▶ **Problem 1**
In the forum thread on pronouncing place names, how does the first poster say Worcester would have sounded on first seeing it?
▶ **Problem 2**
Using the forum thread on place names and accents, decide whether each statement agrees with it, giving yes or no and the deciding words from the thread: (a) One poster scored two on the quiz. (b) The poster who can tell a Glaswegian accent from an Edinburgh one has been to Glasgow. (c) One poster giggles on hearing Brits say "Los Angeles."
▶ **Problem 3**
Continue the forum thread on pronouncing place names and telling accents apart, starting right after its last line.

▶ **Given text**
· · ·
Loughborough = low - bur - ro
Gloucestershire = gloss - ter - shy - er
leicestershire = ly - ster - shy - er
Cirencester = Seer - en - ster
Worcester = Woo - ster (at least that's how they pronounce it in Massachusetts, but the first time I ever saw it, I would have pronounced it Wars - ster)
*


Hehehe

I am now laughting at you, but I'm not going to correct you until at least a few more Americans have had a go.
Mata
I got two on that quiz, but was also very close on most of them. I was a bit confused because there were accents that I thought 'ah that comes from x' but the map lumps together the deep south and the east coast which made it rather tricky to guess where things should go.

As for regions around the UK, I can usually tell the difference between a Glaswegian and an Edinburgh accent, one from Northern Ireland and one from other parts of Ireland, and quite a few cities are fairly distinctive. I can do this despite never having been to Glasgow or anywhere in Ireland (although I couldn't be much more specific than that about Ireland: I know what sounds different, but couldn't tell you where they're from). Many areas of London have enough variation that I suspect that anyone could tell the difference even if they didn't speak any English!
Phyllis
QUOTE (CheeseMoose @ Nov 8 2005, 11:26 AM)
Hehehe

I am now laughting at you, but I'm not going to correct you until at least a few more Americans have had a go.
*

I've seen worse! Like...ahem...myself.... wink.gif

And one women I heard about who said Loughborough as looga-barooga.... biggrin.gif

I always giggle when I hear Brits say "Los Angeles" as well. There are a few others that amused me, but I can't remember them off the top of my head. I will have to get out a map and force moop to say things again. evil.gif

Accents are funny things...
· · ·
▶ **Dataset extract**
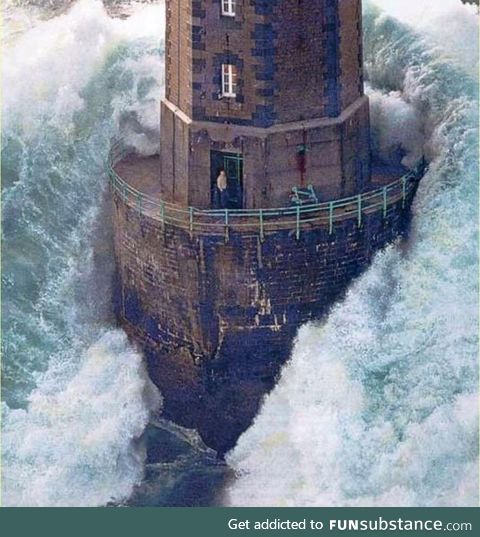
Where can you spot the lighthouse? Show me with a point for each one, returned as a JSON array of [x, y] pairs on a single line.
[[259, 210]]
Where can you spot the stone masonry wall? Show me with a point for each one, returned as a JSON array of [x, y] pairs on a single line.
[[295, 60], [216, 320]]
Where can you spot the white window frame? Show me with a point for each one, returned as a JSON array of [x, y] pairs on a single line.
[[228, 8], [229, 82]]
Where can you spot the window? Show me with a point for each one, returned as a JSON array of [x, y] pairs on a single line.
[[229, 80], [228, 8]]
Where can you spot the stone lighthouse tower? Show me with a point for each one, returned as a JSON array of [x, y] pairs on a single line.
[[261, 207]]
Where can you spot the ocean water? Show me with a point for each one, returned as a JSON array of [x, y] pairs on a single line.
[[75, 397], [376, 406]]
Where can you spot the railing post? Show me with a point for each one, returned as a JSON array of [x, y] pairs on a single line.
[[298, 222], [262, 236], [227, 232], [190, 209], [330, 217]]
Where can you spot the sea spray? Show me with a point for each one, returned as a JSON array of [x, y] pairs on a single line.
[[378, 406], [76, 396]]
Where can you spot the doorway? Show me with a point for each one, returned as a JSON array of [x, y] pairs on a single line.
[[231, 197]]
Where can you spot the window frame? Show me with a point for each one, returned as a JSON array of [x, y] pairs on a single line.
[[229, 80], [228, 8]]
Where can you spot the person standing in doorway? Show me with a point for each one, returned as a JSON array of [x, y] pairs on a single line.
[[222, 189]]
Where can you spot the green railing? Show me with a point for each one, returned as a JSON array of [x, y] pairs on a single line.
[[262, 221]]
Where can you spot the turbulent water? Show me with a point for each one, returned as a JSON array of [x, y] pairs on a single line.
[[377, 406], [75, 395]]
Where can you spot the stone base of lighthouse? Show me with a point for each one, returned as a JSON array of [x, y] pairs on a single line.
[[216, 318]]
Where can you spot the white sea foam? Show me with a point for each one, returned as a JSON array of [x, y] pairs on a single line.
[[77, 397], [378, 405]]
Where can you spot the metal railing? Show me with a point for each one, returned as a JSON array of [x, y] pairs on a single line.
[[262, 221]]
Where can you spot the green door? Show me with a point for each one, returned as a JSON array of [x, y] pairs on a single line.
[[232, 165]]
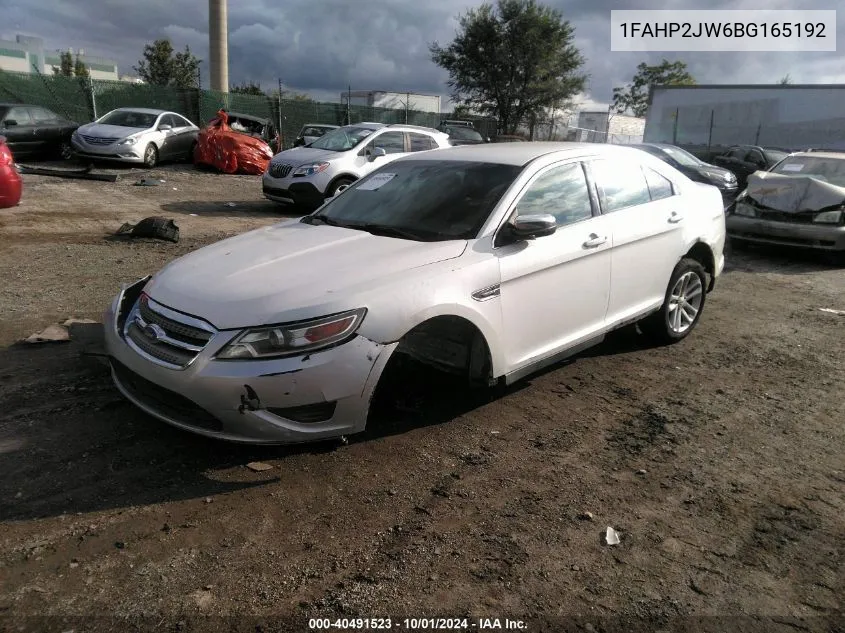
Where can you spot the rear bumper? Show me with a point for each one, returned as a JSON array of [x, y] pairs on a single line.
[[817, 237]]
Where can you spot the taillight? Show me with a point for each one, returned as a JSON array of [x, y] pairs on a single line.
[[6, 156]]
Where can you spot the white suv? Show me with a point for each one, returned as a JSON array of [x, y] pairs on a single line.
[[306, 176], [490, 261]]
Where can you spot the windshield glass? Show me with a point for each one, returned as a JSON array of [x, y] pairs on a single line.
[[342, 139], [774, 156], [682, 156], [830, 170], [463, 133], [129, 118], [425, 200]]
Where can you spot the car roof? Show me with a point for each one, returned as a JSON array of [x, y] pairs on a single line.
[[145, 111], [249, 117], [518, 154], [822, 154]]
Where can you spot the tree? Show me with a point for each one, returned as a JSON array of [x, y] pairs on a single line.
[[65, 68], [161, 66], [79, 68], [512, 61], [633, 98], [248, 89]]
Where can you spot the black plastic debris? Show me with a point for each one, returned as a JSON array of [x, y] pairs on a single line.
[[154, 227]]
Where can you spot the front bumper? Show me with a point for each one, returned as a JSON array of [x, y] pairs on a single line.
[[248, 401], [121, 153], [813, 236]]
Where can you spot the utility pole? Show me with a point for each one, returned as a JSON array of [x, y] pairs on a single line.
[[280, 115]]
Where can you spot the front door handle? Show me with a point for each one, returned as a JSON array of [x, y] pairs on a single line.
[[594, 241]]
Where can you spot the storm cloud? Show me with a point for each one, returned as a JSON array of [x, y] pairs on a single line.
[[323, 46]]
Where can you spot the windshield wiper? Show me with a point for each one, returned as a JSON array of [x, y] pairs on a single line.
[[385, 230]]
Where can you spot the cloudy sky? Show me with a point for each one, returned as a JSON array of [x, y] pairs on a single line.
[[321, 46]]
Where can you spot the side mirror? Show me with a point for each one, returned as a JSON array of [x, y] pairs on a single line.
[[527, 227]]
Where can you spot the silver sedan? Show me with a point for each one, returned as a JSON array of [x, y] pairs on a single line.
[[137, 135]]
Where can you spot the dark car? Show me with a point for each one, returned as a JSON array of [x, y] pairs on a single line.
[[256, 127], [744, 160], [694, 168], [35, 132], [462, 134], [310, 132]]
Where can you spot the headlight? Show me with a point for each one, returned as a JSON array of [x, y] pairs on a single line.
[[745, 209], [829, 217], [310, 169], [294, 338]]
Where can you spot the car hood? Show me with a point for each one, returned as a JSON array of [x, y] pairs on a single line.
[[302, 155], [793, 193], [109, 131], [288, 272]]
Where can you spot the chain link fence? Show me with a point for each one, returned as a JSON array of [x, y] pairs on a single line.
[[81, 99]]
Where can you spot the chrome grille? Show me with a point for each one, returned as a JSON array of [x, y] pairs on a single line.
[[165, 336], [280, 170], [98, 140]]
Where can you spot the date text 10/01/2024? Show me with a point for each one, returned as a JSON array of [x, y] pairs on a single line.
[[416, 624]]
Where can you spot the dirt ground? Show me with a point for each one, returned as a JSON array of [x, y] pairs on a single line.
[[719, 461]]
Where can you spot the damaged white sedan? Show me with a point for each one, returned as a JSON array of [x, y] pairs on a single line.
[[488, 261], [800, 202]]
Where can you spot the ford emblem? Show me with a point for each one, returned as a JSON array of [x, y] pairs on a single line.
[[154, 332]]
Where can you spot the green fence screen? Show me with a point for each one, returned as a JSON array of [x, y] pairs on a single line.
[[82, 100]]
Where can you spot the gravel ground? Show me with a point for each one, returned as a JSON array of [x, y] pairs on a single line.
[[719, 461]]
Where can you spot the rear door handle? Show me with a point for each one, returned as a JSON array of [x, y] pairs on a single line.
[[594, 241]]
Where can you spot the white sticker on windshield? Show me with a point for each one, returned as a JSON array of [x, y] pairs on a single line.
[[375, 182]]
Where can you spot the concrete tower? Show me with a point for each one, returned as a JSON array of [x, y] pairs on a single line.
[[218, 44]]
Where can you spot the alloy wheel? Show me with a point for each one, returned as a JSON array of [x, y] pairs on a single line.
[[685, 302]]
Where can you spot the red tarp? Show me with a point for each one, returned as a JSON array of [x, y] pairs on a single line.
[[229, 151]]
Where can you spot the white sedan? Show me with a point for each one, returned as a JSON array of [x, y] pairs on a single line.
[[490, 261], [137, 135]]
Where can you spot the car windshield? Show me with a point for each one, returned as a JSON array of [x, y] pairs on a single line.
[[463, 133], [682, 156], [314, 131], [830, 170], [423, 200], [774, 156], [342, 139], [129, 118]]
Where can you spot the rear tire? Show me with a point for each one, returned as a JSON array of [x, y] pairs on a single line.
[[150, 156], [682, 305]]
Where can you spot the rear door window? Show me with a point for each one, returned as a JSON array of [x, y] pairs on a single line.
[[622, 184], [420, 142], [19, 115]]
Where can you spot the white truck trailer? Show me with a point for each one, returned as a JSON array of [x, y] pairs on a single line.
[[711, 118]]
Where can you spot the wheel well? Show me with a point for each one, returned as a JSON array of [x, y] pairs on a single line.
[[701, 253], [452, 344]]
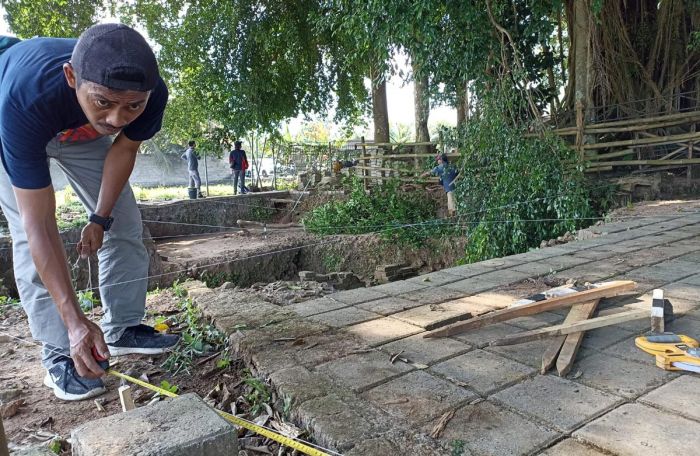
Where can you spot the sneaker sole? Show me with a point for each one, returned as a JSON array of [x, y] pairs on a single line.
[[121, 351], [59, 393]]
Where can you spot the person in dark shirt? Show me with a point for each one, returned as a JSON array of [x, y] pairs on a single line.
[[239, 163], [87, 104], [192, 159]]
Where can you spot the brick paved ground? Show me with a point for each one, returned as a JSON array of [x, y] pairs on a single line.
[[615, 401]]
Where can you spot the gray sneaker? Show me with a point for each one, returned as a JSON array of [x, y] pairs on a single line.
[[142, 340], [68, 385]]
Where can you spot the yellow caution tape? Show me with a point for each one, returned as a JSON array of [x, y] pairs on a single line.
[[279, 438]]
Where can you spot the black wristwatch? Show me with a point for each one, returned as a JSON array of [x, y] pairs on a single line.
[[104, 222]]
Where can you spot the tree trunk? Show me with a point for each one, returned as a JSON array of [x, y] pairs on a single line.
[[380, 110], [421, 100]]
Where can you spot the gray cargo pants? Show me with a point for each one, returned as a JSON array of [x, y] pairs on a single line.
[[123, 260]]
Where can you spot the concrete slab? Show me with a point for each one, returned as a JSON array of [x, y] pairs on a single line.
[[482, 336], [432, 315], [418, 349], [363, 371], [357, 296], [491, 430], [156, 430], [482, 371], [432, 295], [620, 377], [344, 317], [397, 288], [561, 403], [382, 330], [418, 397], [529, 353], [435, 279], [316, 306], [638, 430], [571, 447], [388, 306], [675, 397]]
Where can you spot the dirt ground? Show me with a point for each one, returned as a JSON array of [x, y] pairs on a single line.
[[41, 417]]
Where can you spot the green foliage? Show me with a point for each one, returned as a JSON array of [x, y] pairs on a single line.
[[386, 210], [515, 191], [198, 339], [88, 300], [57, 18]]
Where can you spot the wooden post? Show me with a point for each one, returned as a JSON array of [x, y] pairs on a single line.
[[689, 174], [580, 125], [365, 172], [126, 399], [3, 441]]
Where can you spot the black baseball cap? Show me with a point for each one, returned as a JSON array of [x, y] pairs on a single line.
[[115, 56]]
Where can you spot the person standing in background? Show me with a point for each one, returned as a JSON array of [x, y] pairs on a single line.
[[239, 163], [193, 167]]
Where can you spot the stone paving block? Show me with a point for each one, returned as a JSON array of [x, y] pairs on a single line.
[[571, 447], [529, 353], [627, 350], [496, 299], [472, 285], [623, 378], [426, 351], [537, 321], [344, 317], [605, 337], [357, 296], [677, 396], [435, 279], [316, 306], [687, 291], [432, 295], [363, 371], [418, 397], [639, 430], [668, 271], [382, 330], [482, 371], [693, 280], [482, 336], [397, 288], [535, 268], [301, 384], [561, 403], [469, 270], [340, 422], [434, 315], [157, 430], [491, 430], [388, 306]]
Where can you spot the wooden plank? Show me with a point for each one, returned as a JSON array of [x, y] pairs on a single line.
[[671, 139], [126, 399], [572, 342], [3, 440], [578, 312], [607, 290], [558, 330]]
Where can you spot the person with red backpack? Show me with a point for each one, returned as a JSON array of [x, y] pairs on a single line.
[[239, 164]]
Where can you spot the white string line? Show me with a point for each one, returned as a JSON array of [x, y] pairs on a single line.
[[56, 352], [437, 221]]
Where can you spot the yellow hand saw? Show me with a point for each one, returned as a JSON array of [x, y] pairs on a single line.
[[672, 351]]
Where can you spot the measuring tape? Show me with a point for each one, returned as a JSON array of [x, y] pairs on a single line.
[[279, 438]]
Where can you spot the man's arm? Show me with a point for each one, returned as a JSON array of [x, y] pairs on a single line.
[[38, 211], [117, 168]]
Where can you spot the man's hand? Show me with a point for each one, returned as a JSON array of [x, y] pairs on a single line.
[[90, 240], [83, 336]]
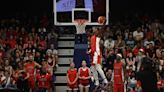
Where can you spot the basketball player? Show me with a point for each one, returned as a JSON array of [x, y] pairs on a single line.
[[72, 77], [84, 76], [30, 68], [96, 56]]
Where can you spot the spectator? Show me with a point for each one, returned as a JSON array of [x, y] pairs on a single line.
[[138, 34], [130, 41], [109, 43]]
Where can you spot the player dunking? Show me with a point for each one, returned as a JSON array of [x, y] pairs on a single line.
[[96, 56]]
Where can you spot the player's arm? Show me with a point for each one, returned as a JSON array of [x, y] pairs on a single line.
[[75, 78]]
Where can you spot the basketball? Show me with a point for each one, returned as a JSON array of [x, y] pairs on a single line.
[[101, 20]]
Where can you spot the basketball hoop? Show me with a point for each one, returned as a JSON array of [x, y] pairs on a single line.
[[81, 21], [80, 25]]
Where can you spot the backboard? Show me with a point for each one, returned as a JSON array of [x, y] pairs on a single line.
[[66, 11]]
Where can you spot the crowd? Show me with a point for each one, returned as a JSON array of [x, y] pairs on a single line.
[[25, 48], [133, 40], [28, 55]]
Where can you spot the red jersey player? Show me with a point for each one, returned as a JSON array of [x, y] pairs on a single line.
[[72, 77], [30, 68], [84, 76]]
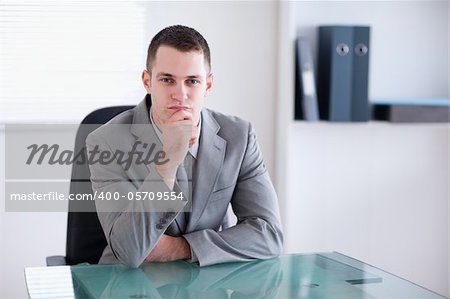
· · ·
▶ **Final answer 1**
Wars - ster

▶ **Final answer 2**
(a) Yes: "I got two on that quiz"
(b) No: "despite never having been to Glasgow or anywhere in Ireland"
(c) Yes: "I always giggle when I hear Brits say "Los Angeles" as well."

▶ **Final answer 3**
And it's probably possible to track such a thing, Daria, but it'd take more time and research than I'm willing to put into it...hehe.
Daria
QUOTE (candice @ Nov 8 2005, 09:00 PM)
And it's probably possible to track such a thing, Daria, but it'd take more time and research than I'm willing to put into it...hehe.
*


Ditto biggrin.gif
Why is it funny how we say Los Angeles? I say it "loz an-jellies" but that could just be me...
pgrmdave
I tend to say LA...or 'Loss An-gell-iss", with the accent on 'An'
elphaba2
QUOTE (Daria @ Nov 8 2005, 01:17 PM)
Why doesn't America have as many different accents as in Britain? I mean, there are some obvious different ones- the Texan drawl, a New Yorker's accent, a Chicago accent, Californian (ok, forgive me for thinking of Valley Girl by Frank Zappa here biggrin.gif) accent.

But are they really that obvious? Would an American beable to listen to a person talk and say "you come from [insert place name here]" as most British people would beable to do?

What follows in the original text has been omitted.